Image-grounded pointing data
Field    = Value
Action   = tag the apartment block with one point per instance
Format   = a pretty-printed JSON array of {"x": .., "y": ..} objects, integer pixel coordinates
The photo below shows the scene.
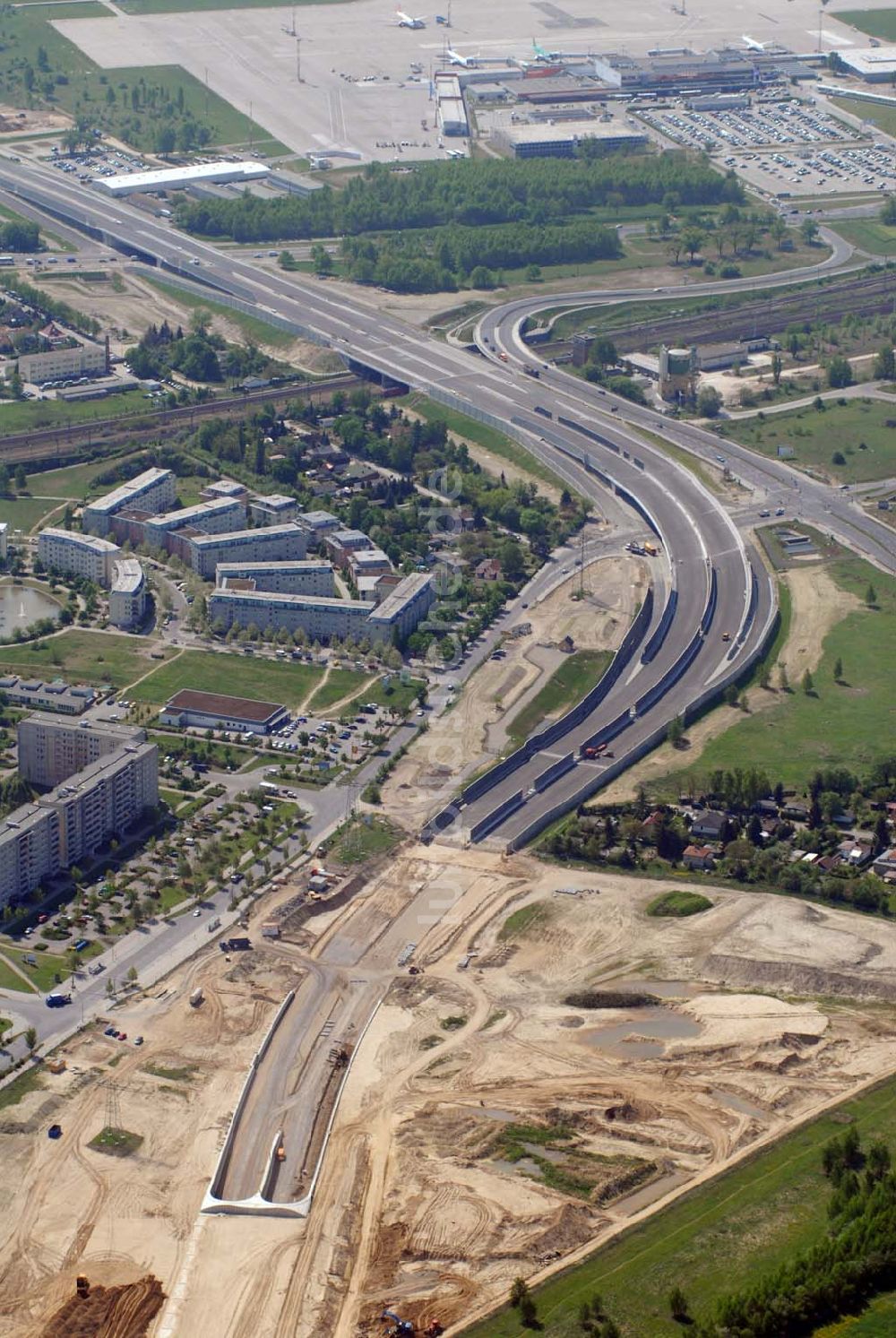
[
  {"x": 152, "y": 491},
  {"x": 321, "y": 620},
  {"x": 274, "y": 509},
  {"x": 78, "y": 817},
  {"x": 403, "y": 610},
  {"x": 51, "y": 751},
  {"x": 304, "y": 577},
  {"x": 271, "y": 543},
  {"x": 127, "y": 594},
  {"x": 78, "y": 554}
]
--
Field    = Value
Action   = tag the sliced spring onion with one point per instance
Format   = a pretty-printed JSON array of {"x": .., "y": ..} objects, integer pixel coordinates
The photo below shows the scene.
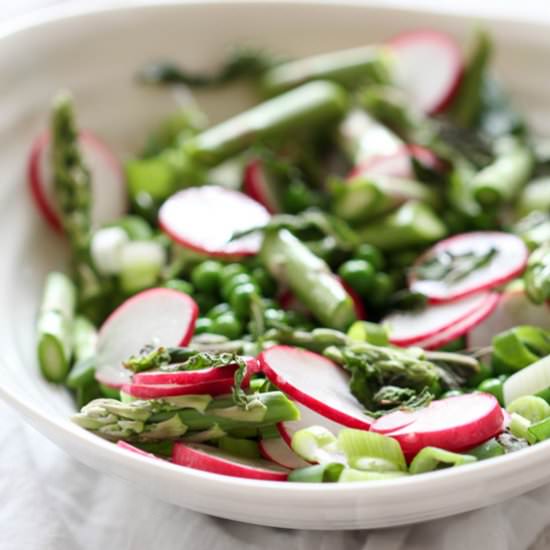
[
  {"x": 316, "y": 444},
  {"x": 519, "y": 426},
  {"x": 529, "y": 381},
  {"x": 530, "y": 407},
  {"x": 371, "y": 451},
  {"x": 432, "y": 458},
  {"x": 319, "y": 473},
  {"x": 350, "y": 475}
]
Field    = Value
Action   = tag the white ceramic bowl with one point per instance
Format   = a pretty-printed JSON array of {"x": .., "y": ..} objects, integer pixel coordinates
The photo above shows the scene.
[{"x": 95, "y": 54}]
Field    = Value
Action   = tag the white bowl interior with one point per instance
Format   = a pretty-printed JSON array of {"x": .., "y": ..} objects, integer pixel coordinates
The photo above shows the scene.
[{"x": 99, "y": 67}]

(TASK DIRECTIONS): Look for the string "Action" in the data above and return every line that has it.

(TASK ANSWER):
Action   = tag the apartment block with one point per instance
Action   = tag the sliced spring onion with one point per instance
Action   = tag the white ceramic bowl with one point per instance
Action   = tag the white bowl interior with one point per instance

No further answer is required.